### Information provided

-- start --

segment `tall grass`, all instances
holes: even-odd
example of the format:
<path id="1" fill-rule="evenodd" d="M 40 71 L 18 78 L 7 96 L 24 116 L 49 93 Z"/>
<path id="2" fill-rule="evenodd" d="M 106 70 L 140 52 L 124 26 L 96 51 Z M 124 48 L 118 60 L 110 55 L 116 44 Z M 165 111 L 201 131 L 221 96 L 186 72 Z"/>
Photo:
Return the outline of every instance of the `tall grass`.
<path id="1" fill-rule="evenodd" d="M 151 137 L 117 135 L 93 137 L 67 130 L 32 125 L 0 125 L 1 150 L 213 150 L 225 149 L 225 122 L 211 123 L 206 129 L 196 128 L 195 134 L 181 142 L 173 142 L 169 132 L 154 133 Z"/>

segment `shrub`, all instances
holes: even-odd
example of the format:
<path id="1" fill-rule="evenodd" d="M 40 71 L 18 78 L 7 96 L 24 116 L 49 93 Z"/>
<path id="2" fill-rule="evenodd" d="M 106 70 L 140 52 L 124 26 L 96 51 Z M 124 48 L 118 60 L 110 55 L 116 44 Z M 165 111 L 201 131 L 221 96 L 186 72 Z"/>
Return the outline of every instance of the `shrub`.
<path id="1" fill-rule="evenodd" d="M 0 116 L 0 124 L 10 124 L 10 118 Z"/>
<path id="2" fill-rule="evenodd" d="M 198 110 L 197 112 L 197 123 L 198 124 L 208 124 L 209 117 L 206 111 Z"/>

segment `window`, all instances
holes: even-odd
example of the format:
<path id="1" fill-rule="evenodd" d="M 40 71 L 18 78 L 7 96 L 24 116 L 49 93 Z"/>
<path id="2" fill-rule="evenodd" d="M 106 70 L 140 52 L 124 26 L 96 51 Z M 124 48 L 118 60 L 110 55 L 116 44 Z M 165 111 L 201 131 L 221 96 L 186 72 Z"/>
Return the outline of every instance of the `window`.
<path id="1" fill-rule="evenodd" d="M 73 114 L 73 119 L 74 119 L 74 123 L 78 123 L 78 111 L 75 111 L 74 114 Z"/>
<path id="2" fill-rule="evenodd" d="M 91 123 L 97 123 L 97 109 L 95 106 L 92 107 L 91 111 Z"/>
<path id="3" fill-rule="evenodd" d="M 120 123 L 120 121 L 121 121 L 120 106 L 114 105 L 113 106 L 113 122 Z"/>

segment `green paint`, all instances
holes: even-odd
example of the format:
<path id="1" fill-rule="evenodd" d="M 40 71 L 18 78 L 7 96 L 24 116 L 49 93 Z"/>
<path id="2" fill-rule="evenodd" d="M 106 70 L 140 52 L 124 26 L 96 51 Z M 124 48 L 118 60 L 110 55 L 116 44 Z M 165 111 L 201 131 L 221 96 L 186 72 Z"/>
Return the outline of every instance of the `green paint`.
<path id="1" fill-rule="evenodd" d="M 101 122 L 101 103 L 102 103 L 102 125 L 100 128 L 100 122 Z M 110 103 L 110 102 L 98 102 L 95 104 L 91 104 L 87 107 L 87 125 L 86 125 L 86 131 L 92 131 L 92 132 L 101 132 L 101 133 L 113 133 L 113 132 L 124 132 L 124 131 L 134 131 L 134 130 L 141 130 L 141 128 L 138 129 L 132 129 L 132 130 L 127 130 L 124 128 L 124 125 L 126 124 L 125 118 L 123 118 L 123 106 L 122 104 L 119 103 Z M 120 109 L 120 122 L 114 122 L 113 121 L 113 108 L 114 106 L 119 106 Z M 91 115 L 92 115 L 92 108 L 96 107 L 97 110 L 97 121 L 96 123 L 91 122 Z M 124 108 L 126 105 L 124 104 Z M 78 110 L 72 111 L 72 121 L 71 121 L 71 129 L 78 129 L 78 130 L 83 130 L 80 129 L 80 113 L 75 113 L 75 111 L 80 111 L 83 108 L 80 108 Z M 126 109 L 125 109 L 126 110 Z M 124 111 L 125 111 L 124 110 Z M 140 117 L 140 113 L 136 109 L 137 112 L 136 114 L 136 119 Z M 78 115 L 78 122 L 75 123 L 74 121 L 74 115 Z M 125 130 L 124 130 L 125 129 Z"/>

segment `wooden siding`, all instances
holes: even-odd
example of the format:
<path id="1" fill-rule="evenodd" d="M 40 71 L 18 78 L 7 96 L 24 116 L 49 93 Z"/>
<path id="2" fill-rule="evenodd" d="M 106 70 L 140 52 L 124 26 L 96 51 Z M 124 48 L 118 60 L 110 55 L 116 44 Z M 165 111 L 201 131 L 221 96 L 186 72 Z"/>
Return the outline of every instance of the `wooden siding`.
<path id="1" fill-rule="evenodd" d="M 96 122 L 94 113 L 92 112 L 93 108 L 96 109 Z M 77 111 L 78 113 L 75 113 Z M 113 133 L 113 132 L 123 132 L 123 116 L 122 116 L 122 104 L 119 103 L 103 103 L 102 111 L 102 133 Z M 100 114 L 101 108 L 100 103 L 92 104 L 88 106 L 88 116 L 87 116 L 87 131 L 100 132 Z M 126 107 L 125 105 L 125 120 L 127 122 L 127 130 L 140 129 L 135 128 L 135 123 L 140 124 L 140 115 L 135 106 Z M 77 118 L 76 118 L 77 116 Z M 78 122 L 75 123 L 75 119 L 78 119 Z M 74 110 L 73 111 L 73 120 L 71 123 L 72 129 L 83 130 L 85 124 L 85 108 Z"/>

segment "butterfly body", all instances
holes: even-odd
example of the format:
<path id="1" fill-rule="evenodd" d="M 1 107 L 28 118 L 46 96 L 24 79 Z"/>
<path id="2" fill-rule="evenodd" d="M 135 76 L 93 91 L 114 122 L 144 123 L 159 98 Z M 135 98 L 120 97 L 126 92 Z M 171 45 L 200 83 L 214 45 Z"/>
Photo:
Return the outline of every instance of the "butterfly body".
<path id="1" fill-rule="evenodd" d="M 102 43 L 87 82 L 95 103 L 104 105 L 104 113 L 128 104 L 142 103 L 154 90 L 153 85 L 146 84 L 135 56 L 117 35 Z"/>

-- end --

### Short exercise
Reproduce the records from the first line through the line that contains "198 110 L 197", both included, with "shrub" replaced by "bush" and nothing else altered. Give only those lines.

### Exercise result
segment `tall grass`, all instances
holes: even-odd
example of the format:
<path id="1" fill-rule="evenodd" d="M 40 71 L 18 78 L 7 96 L 24 116 L 49 93 Z"/>
<path id="2" fill-rule="evenodd" d="M 106 70 L 140 52 L 124 26 L 96 51 Z M 124 48 L 118 60 L 110 55 L 116 44 Z M 165 111 L 201 131 L 221 96 L 186 72 Z"/>
Photo:
Return the outline of every instance of the `tall grass`.
<path id="1" fill-rule="evenodd" d="M 151 137 L 117 135 L 93 137 L 67 130 L 32 125 L 0 125 L 1 150 L 213 150 L 225 149 L 225 122 L 211 123 L 206 129 L 196 128 L 195 134 L 181 142 L 173 142 L 169 132 L 154 133 Z"/>

segment `bush`, all instances
holes: even-odd
example of the format:
<path id="1" fill-rule="evenodd" d="M 40 71 L 18 78 L 7 96 L 24 116 L 49 93 Z"/>
<path id="2" fill-rule="evenodd" d="M 106 70 L 140 52 L 124 26 L 96 51 Z M 124 48 L 118 60 L 110 55 L 116 44 Z M 165 111 L 201 131 L 221 96 L 186 72 Z"/>
Return the outline of every instance of the `bush`.
<path id="1" fill-rule="evenodd" d="M 0 116 L 0 124 L 10 124 L 10 118 Z"/>
<path id="2" fill-rule="evenodd" d="M 198 110 L 197 112 L 197 123 L 198 124 L 208 124 L 209 117 L 206 111 Z"/>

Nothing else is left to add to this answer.